**Request**
Give back all the data exactly, line by line.

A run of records

--- BEGIN ---

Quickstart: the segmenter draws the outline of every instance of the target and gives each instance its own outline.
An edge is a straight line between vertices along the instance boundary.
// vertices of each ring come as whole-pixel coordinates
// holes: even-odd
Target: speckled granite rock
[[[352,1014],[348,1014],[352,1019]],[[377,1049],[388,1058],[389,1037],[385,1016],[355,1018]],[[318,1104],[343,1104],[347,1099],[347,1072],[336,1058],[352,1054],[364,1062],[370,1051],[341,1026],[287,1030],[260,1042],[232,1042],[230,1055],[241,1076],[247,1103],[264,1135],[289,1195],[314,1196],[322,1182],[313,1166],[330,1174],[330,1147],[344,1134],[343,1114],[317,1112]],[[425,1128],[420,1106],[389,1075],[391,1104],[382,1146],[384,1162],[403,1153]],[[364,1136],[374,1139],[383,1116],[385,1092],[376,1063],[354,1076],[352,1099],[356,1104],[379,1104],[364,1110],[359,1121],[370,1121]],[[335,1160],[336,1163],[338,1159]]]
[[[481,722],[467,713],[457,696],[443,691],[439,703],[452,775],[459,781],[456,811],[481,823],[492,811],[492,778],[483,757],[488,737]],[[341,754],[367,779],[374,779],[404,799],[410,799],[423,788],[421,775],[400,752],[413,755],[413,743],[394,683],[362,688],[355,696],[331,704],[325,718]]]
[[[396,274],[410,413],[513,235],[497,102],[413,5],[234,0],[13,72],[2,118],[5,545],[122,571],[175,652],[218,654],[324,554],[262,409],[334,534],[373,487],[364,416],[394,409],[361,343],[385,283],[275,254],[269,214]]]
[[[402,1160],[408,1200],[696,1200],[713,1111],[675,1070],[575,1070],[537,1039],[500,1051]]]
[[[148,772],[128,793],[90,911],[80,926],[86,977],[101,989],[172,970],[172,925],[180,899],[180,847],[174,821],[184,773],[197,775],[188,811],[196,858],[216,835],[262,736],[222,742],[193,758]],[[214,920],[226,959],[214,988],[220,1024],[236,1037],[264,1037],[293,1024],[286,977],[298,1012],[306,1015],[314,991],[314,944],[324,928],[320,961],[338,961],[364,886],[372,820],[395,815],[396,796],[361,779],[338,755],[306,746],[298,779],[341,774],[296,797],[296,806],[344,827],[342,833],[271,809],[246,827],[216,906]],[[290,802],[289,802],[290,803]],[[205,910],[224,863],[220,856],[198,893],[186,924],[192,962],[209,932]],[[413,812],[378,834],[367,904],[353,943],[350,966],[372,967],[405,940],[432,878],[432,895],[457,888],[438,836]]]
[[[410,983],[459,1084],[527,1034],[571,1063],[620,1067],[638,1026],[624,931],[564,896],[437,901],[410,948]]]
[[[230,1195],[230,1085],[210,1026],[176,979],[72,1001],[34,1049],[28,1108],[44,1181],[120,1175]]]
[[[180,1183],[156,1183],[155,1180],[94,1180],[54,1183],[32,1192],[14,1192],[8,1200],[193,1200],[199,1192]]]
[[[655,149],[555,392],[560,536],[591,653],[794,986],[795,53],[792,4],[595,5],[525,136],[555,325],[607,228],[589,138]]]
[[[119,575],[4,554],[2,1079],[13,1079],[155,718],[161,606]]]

--- END ---

**Completed exercise**
Quickstart: the segmenter draws the outline of every instance of the target and gives each instance its own outline.
An edge is a straight line between vertices along the instance boundary.
// vertices of each ring come as whole-pixel coordinates
// holes: even-odd
Target: speckled granite rock
[[[352,1014],[348,1014],[352,1019]],[[377,1049],[388,1058],[389,1037],[385,1016],[355,1018]],[[318,1104],[343,1104],[347,1099],[347,1072],[336,1058],[352,1054],[364,1062],[370,1051],[341,1026],[287,1030],[260,1042],[232,1042],[230,1055],[241,1076],[247,1103],[264,1135],[289,1195],[314,1196],[322,1182],[313,1166],[330,1174],[330,1147],[344,1134],[343,1114],[317,1112]],[[425,1128],[420,1106],[389,1075],[391,1104],[382,1146],[384,1162],[403,1153]],[[364,1136],[374,1139],[383,1116],[385,1092],[376,1063],[354,1076],[352,1099],[356,1104],[379,1104],[364,1110],[359,1121],[370,1121]],[[335,1160],[336,1163],[338,1159]]]
[[[481,722],[467,713],[457,696],[443,691],[439,703],[452,775],[459,781],[456,811],[481,823],[492,811],[492,778],[483,757],[488,737]],[[341,754],[367,779],[374,779],[404,799],[410,799],[423,788],[421,775],[400,752],[413,755],[413,743],[394,683],[362,688],[355,696],[331,704],[325,718]]]
[[[396,274],[410,413],[513,235],[497,102],[413,5],[234,0],[13,72],[2,118],[5,545],[122,571],[175,652],[218,654],[324,554],[262,409],[334,534],[373,487],[364,416],[394,409],[361,343],[385,283],[275,254],[269,214]]]
[[[402,1160],[408,1200],[696,1200],[713,1111],[675,1070],[575,1070],[537,1039],[500,1051]]]
[[[148,772],[128,793],[90,911],[80,926],[86,977],[101,989],[172,970],[172,925],[180,899],[180,847],[174,821],[184,773],[197,775],[188,811],[196,858],[216,835],[262,736],[222,742],[193,758]],[[214,920],[226,959],[214,988],[220,1024],[236,1037],[264,1037],[293,1024],[286,977],[298,1012],[306,1015],[314,991],[314,944],[324,928],[320,961],[338,961],[364,886],[372,820],[395,815],[396,796],[361,779],[338,755],[306,746],[298,779],[341,774],[296,797],[296,806],[344,827],[342,833],[271,809],[246,827],[216,906]],[[290,802],[289,802],[290,803]],[[205,910],[224,863],[220,856],[198,893],[186,924],[192,962],[209,932]],[[413,812],[378,834],[367,904],[353,943],[350,966],[372,967],[405,940],[432,878],[432,895],[457,888],[438,836]]]
[[[410,983],[459,1084],[527,1034],[571,1063],[620,1067],[638,1026],[624,931],[564,896],[437,901],[410,948]]]
[[[230,1195],[230,1085],[210,1026],[176,979],[72,1001],[34,1049],[28,1108],[44,1181],[120,1175]]]
[[[180,1183],[156,1183],[155,1180],[94,1180],[54,1183],[32,1192],[14,1192],[8,1200],[193,1200],[199,1192]]]
[[[655,149],[555,392],[560,536],[591,653],[794,986],[795,53],[792,4],[595,5],[525,136],[555,325],[607,228],[589,138]]]
[[[119,575],[4,554],[2,1079],[13,1079],[155,718],[161,606]]]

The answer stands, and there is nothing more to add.